# ABOUT THIS EXERCISE
Please transcribe the data below in full. Omit any picture you find in it.

# PROVIDED ENTRIES
○ ○ ○ ○ ○

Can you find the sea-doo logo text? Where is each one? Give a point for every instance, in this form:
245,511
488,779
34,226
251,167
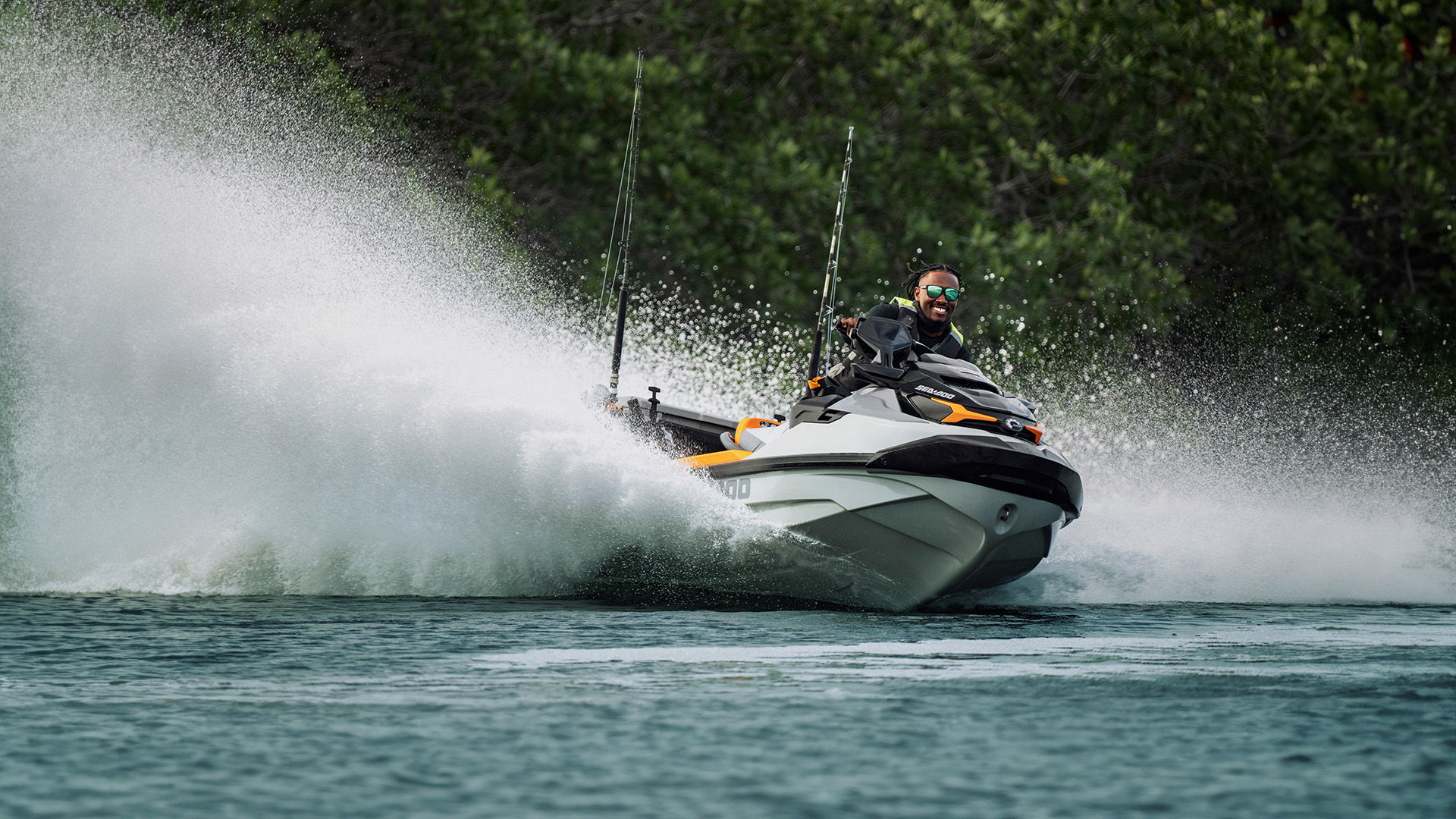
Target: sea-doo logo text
932,391
739,488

○ ○ ○ ○ ○

# YOUR SOLUTION
Can you find the sea-doo logo text? Where is each one? Give a point for every instance, in this form:
245,511
488,779
34,226
251,167
Target: sea-doo logo text
932,391
739,488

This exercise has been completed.